◆ **Extract**:

Harold Raymond HOOKS, Petitioner-Appellant,
v.
R. V. ROBERTS, Warden, Hillsborough County Convict Camp,
Respondent-Appellee.

No. 72-3621 Summary Calendar.*

United States Court of Appeals,
Fifth Circuit.

June 18, 1973.
Rehearing Denied July 19, 1973.

Harold Hooks, pro se.

Robert L. Shevin, Atty. Gen., Tallahassee, Fla., Nelson E. Bailey, West Palm Beach, Fla., for respondent-appellee.

Before BELL, GODBOLD and INGRAHAM, Circuit Judges.

GODBOLD, Circuit Judge:

1

We affirm the order of the District Court denying the petition of appellant Hooks for the writ of habeas corpus. Represented by retained counsel, Hooks was convicted in Florida state court of two counts each of possession and sale of LSD. Prior to this case he had sought post-trial relief in courts state and federal.1

2

Appellant's present major contention is that he was prejudiced in a constitutional sense on his direct appeal because his attorney, a public defender appointed to represent him in the appeal, failed to confer with him and, as a consequence, the attorney did not raise before the Florida appellate courts trial errors which should have been raised. At the threshold, we lay to rest appellant's notion that appointed counsel prosecuting an appeal on an adequate trial record is constitutionally required to confer with his client about the legal issues to be presented on appeal. This does not, however, dispose of the question of whether, independently of what arguably might have been said in an attorney-client conference, the services of appellate counsel did not meet constitutional standards of effective assistance because he omitted to present on the appeal issues which he should have raised. The most direct way to approach this question is that taken by the District Court, which is to examine the alleged trial errors to which appellant refers to see if they contain sufficient merit-actual or arguable-that his appellate counsel can be faulted for not having raised them.2 They are as follows:

3

(1) That Hooks was denied the right to speak at his motion for new trial. The habeas court disposed of this by determining as a matter of federal law that a defendant represented by counsel has no such right. This, however, did not answer the question of whether there was possible merit to the assertion as a matter of state law. Hooks has referred us to no Florida law providing that a convicted defendant has the right to speak at hearing of a motion for new trial and we find no such law.

◆ **Short task A**: According to the court opinion, what was Hooks convicted of in Florida state court?
◆ **Short task B**: Proceed with the court opinion, picking up right after its last sentence.
Nothing in the records is needed here.

◆ **Recorded data**:
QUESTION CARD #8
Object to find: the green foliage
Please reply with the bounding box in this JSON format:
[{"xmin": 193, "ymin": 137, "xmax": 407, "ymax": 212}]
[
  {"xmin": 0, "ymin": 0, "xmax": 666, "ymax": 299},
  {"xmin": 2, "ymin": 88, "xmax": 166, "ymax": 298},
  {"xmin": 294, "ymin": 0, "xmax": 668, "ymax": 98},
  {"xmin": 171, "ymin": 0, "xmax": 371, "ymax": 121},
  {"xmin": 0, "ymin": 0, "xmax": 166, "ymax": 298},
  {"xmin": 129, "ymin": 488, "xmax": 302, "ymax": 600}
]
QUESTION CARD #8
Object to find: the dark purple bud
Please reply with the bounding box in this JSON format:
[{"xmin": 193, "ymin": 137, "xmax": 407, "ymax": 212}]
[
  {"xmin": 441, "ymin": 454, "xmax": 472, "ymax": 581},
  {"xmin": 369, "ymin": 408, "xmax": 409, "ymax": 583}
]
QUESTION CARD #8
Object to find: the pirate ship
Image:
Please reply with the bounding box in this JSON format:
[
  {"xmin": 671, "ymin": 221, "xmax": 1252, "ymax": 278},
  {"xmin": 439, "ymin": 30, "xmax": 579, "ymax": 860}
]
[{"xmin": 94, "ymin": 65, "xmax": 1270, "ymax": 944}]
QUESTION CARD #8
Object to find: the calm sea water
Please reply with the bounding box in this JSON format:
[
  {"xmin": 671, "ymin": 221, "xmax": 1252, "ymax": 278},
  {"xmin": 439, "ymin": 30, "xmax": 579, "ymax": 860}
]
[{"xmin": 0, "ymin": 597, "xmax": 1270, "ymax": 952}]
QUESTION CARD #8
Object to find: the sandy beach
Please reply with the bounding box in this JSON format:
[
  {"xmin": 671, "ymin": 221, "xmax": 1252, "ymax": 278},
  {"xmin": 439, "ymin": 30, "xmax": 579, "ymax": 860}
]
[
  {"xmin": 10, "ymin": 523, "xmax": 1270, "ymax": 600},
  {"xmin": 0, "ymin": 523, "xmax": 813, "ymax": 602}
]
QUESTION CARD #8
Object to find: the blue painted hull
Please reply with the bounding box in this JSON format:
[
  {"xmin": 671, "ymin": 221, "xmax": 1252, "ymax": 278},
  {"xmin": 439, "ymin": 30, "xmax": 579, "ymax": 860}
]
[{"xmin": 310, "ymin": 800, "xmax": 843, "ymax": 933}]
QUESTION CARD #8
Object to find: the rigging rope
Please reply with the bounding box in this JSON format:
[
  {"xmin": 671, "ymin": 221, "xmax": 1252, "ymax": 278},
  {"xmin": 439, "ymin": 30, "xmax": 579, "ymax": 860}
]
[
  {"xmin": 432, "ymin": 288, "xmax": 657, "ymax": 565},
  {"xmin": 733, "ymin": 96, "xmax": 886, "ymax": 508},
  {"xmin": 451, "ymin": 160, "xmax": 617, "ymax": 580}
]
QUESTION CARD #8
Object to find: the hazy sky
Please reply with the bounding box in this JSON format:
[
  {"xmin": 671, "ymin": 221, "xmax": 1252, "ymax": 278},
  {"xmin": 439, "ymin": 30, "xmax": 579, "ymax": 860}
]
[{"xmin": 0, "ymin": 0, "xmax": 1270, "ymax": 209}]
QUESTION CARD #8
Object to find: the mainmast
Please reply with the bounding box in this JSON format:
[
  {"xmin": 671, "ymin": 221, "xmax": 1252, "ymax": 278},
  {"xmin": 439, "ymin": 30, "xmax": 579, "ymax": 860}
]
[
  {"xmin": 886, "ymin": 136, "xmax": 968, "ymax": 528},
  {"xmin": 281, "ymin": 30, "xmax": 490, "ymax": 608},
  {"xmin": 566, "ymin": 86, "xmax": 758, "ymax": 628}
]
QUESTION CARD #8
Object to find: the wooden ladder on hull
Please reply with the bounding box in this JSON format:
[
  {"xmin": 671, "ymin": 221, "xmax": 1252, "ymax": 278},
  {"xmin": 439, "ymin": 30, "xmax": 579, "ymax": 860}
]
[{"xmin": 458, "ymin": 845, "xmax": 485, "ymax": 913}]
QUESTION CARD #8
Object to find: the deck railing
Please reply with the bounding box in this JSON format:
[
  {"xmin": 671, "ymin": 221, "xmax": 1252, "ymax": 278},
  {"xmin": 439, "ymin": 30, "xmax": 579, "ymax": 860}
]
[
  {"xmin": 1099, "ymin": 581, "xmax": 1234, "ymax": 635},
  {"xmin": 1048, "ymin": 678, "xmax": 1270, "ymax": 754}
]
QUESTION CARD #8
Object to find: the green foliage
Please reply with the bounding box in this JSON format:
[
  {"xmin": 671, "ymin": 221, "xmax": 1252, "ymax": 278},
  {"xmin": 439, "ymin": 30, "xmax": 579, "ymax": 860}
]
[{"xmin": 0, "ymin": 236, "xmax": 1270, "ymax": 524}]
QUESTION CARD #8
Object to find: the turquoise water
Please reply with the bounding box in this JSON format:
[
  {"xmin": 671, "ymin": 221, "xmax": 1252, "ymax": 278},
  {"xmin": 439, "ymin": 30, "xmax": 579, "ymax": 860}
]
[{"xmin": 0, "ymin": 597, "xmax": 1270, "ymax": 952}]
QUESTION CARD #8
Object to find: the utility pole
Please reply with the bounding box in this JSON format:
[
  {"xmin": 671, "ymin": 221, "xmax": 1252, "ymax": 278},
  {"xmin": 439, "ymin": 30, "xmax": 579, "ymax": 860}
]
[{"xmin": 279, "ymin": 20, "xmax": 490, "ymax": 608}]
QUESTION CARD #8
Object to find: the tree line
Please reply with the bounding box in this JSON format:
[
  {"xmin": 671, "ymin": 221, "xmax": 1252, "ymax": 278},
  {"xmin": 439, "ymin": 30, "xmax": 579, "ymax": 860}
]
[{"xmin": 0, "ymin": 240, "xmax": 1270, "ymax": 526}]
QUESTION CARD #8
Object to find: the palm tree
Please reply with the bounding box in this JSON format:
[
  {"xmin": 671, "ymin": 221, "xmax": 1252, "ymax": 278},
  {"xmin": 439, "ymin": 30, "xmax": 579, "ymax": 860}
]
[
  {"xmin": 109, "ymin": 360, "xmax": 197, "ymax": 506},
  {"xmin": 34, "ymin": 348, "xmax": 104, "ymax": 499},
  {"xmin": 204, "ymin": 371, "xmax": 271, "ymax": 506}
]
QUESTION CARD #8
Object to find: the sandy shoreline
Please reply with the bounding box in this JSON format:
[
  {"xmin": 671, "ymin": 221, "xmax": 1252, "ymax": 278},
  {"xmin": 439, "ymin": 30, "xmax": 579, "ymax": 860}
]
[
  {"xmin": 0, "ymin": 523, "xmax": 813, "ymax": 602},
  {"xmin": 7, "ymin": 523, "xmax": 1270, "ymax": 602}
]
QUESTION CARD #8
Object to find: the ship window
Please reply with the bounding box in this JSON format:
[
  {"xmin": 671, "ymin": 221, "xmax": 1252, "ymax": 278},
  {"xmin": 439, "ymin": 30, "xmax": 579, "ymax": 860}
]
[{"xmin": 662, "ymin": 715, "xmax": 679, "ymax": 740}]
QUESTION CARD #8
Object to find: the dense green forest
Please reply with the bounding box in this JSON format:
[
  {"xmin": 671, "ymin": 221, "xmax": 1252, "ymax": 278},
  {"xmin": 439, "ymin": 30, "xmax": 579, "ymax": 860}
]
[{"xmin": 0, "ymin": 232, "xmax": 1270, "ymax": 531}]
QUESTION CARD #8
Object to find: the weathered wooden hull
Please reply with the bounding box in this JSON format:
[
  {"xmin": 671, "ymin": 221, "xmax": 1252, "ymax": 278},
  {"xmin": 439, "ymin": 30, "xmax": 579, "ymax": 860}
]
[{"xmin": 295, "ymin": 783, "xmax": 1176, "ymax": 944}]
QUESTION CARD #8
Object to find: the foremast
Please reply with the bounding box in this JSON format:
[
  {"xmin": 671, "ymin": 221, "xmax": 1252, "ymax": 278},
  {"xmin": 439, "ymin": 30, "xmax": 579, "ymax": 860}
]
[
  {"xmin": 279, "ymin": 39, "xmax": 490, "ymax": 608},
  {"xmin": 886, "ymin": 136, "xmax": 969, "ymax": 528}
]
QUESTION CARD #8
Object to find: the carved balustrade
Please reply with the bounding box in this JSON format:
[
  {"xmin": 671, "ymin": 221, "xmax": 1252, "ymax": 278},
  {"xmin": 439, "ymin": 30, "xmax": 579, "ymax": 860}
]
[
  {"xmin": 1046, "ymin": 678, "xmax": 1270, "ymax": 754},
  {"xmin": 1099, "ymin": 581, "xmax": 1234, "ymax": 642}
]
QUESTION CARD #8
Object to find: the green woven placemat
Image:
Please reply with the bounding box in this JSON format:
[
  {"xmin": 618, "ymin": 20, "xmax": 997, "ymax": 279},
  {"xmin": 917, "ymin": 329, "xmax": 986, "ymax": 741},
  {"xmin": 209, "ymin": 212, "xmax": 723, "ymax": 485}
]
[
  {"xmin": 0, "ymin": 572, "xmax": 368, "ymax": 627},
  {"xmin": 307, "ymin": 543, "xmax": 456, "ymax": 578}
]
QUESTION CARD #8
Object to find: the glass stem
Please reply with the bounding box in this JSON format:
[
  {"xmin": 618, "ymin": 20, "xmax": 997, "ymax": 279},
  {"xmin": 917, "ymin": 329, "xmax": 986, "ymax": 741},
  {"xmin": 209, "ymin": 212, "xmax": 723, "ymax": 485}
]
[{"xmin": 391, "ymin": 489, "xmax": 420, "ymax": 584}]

◆ **Output A**: Two counts each of possession and sale of LSD.

◆ **Output B**:
4

(2) That the trial court erred in admitting into evidence testimony of a deputy sheriff concerning inculpatory statements made by Hooks. The state trial transcript filed with the District Court includes a proper hearing conducted by the trial judge outside the presence of the jury. This reveals that the deputy went to a laboratory to deliver to Hooks' expert chemist one of the capsules allegedly sold by Hooks to a government agent and to observe tests to be made by the expert, and upon arrival found Hooks at the laboratory. The two engaged in conversation. Hooks was not in custody. There was no evidence that the deputy began the conversation. There was no evidence that he interrogated Hooks. Hooks' inculpatory statements were, in effect, that he sold the questioned material to naroctics agents, that the agents were well disguised, and that his only available defense was to attempt to show by analysis that the material was not a narcotic. Nothing in Hooks' statements about which the deputy testified was inconsistent with Hooks' own position at trial-he did not deny the sale and stood on the defense that the material was not forbidden by law. The objections to these statements made to the trial judge in the hearing outside presence of the jury were that no Miranda warnings were given and that the statements were immaterial. Neither objection was tenable. Post-trial the point is made that when the conversation occurred Hooks had already retained counsel so that the testimony was inadmissible under United States v. Massiah, 377 U.S. 201, 84 S. Ct. 1199, 12 L. Ed. 2d 246 (1964). Not only is there no showing of the kind of police misconduct which would fall within Massiah, see United States v. DeLoy, 421 F.2d 900 (CA5, 1970), but also no Massiah-based objection was made either at the hearing or later when the deputy testified about the statements. Objection at either time would have given the prosecution the opportunity to inquire into the Massiah issue.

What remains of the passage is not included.